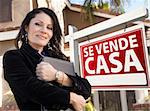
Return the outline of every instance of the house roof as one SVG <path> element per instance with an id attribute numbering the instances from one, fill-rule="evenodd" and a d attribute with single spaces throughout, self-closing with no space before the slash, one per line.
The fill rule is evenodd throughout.
<path id="1" fill-rule="evenodd" d="M 82 9 L 83 9 L 83 6 L 78 5 L 78 4 L 71 4 L 69 2 L 69 0 L 66 0 L 65 3 L 66 3 L 66 6 L 70 10 L 81 12 Z M 104 18 L 112 18 L 112 17 L 115 17 L 115 16 L 118 15 L 117 13 L 114 13 L 114 12 L 111 12 L 111 11 L 108 11 L 108 10 L 103 10 L 103 9 L 98 9 L 98 10 L 95 9 L 94 12 L 93 12 L 93 14 L 95 16 L 100 16 L 100 17 L 104 17 Z"/>

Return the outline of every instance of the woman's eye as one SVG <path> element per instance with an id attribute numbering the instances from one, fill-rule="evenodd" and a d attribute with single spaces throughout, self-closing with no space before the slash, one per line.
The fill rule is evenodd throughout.
<path id="1" fill-rule="evenodd" d="M 35 25 L 37 25 L 37 26 L 41 26 L 41 24 L 40 24 L 40 23 L 35 23 Z"/>
<path id="2" fill-rule="evenodd" d="M 52 27 L 47 27 L 49 30 L 53 30 L 53 28 Z"/>

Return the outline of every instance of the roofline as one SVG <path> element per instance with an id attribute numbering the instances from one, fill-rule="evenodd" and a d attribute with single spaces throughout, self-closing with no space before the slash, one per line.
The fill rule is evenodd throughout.
<path id="1" fill-rule="evenodd" d="M 67 5 L 67 7 L 72 10 L 72 11 L 76 11 L 76 12 L 81 12 L 81 8 L 78 7 L 74 7 L 71 5 L 71 3 L 68 0 L 65 0 L 65 3 Z M 113 18 L 116 17 L 115 15 L 110 15 L 110 14 L 106 14 L 106 13 L 102 13 L 102 12 L 96 12 L 94 11 L 93 14 L 95 16 L 100 16 L 100 17 L 105 17 L 105 18 Z"/>

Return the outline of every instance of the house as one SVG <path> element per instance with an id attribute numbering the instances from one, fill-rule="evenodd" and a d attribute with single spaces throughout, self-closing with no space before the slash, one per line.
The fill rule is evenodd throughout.
<path id="1" fill-rule="evenodd" d="M 93 24 L 103 22 L 117 16 L 117 14 L 110 13 L 105 10 L 94 11 L 94 22 L 90 23 L 83 18 L 84 14 L 82 13 L 82 7 L 80 5 L 71 4 L 68 0 L 65 1 L 65 4 L 66 6 L 63 9 L 64 35 L 69 34 L 68 25 L 75 26 L 78 30 L 82 30 Z M 0 12 L 0 75 L 2 75 L 3 54 L 6 50 L 15 48 L 14 39 L 18 33 L 19 26 L 26 13 L 38 6 L 38 0 L 1 0 L 0 6 L 0 11 L 3 12 Z M 6 7 L 6 9 L 3 7 Z M 146 20 L 142 22 L 145 24 L 147 41 L 150 43 L 150 21 Z M 69 50 L 68 45 L 68 43 L 65 44 L 65 51 Z M 148 44 L 148 50 L 150 55 L 150 44 Z M 3 81 L 3 86 L 5 84 L 6 82 Z M 3 88 L 5 88 L 3 94 L 6 94 L 9 88 Z M 2 98 L 3 94 L 2 86 L 0 86 L 0 98 Z M 132 109 L 132 104 L 136 103 L 135 91 L 126 91 L 126 95 L 128 99 L 128 107 L 129 109 Z M 114 110 L 121 110 L 120 91 L 99 91 L 97 97 L 99 98 L 98 104 L 102 109 L 111 108 Z M 0 103 L 2 103 L 2 100 L 0 100 Z"/>

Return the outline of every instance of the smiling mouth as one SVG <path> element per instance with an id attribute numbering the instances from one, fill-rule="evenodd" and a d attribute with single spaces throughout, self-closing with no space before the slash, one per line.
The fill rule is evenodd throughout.
<path id="1" fill-rule="evenodd" d="M 47 37 L 45 37 L 45 36 L 42 36 L 42 35 L 37 35 L 39 38 L 41 38 L 41 39 L 47 39 Z"/>

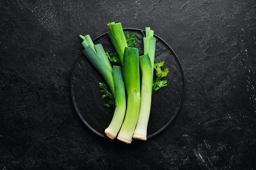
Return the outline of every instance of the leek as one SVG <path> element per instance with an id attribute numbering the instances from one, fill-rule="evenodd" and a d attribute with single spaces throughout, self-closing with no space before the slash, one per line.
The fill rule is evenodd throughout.
<path id="1" fill-rule="evenodd" d="M 132 138 L 147 139 L 147 128 L 151 102 L 153 74 L 151 61 L 147 54 L 139 57 L 141 70 L 141 92 L 138 122 Z"/>
<path id="2" fill-rule="evenodd" d="M 97 53 L 94 47 L 95 46 L 93 44 L 91 45 L 86 39 L 84 39 L 81 44 L 85 48 L 83 50 L 84 54 L 102 75 L 109 86 L 112 93 L 115 96 L 115 87 L 112 70 L 110 70 L 104 60 L 102 59 L 102 57 Z M 106 56 L 106 57 L 107 57 Z M 107 59 L 108 59 L 107 58 Z"/>
<path id="3" fill-rule="evenodd" d="M 143 37 L 144 54 L 148 54 L 151 61 L 152 69 L 152 75 L 154 71 L 154 63 L 155 62 L 155 52 L 156 39 L 153 37 L 154 31 L 150 29 L 150 27 L 146 27 L 146 37 Z"/>
<path id="4" fill-rule="evenodd" d="M 112 120 L 105 130 L 107 136 L 112 139 L 116 137 L 122 125 L 126 109 L 125 89 L 122 68 L 114 65 L 113 70 L 116 107 Z"/>
<path id="5" fill-rule="evenodd" d="M 123 64 L 124 49 L 128 46 L 121 23 L 111 22 L 108 24 L 108 26 L 110 30 L 108 35 L 117 51 L 121 63 Z"/>
<path id="6" fill-rule="evenodd" d="M 143 38 L 144 55 L 139 57 L 141 70 L 141 105 L 138 122 L 132 137 L 141 140 L 147 139 L 148 123 L 150 113 L 153 71 L 155 62 L 156 39 L 154 31 L 150 27 L 145 28 L 146 37 Z"/>
<path id="7" fill-rule="evenodd" d="M 130 144 L 137 123 L 140 103 L 138 49 L 125 47 L 123 62 L 123 76 L 127 94 L 127 106 L 125 117 L 118 133 L 117 139 Z"/>

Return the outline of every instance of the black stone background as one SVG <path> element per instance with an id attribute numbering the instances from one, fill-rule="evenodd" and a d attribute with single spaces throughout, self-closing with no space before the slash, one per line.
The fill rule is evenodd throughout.
<path id="1" fill-rule="evenodd" d="M 256 2 L 0 1 L 0 168 L 255 169 Z M 150 26 L 184 70 L 182 109 L 130 145 L 98 136 L 70 97 L 79 34 Z"/>

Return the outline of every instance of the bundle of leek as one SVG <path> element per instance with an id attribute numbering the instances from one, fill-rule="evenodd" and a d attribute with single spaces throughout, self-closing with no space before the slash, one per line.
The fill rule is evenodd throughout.
<path id="1" fill-rule="evenodd" d="M 89 35 L 84 37 L 82 45 L 83 53 L 104 78 L 115 99 L 115 109 L 109 126 L 105 130 L 106 135 L 113 139 L 121 126 L 125 113 L 126 103 L 124 83 L 122 68 L 114 66 L 112 68 L 101 44 L 94 45 Z"/>

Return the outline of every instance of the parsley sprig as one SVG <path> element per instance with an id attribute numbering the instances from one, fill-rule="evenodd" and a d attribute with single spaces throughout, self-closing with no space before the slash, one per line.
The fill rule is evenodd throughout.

__What the task requires__
Scale the listing starting at the line containing "Return the outline of every instance of the bundle" and ending at the line containing "83 53 L 104", both included. Write out every one of those lines again, requests too, with each outline coordinate multiplied by 1.1 and rounded to a whole number, halves rounding up.

__Result below__
Return the outline of every instance of the bundle of leek as one SVG <path> element per instance with an id attribute numbering the instances from one, fill-rule="evenodd" and a d attribute with single spaces throughout, self-closing with no space before the slash, one per line.
The fill rule is evenodd throughout.
<path id="1" fill-rule="evenodd" d="M 98 39 L 92 41 L 90 50 L 91 58 L 114 86 L 127 109 L 127 120 L 120 139 L 116 143 L 117 149 L 124 153 L 133 139 L 138 124 L 139 113 L 136 91 L 134 75 L 125 73 L 123 75 L 111 48 L 103 50 Z"/>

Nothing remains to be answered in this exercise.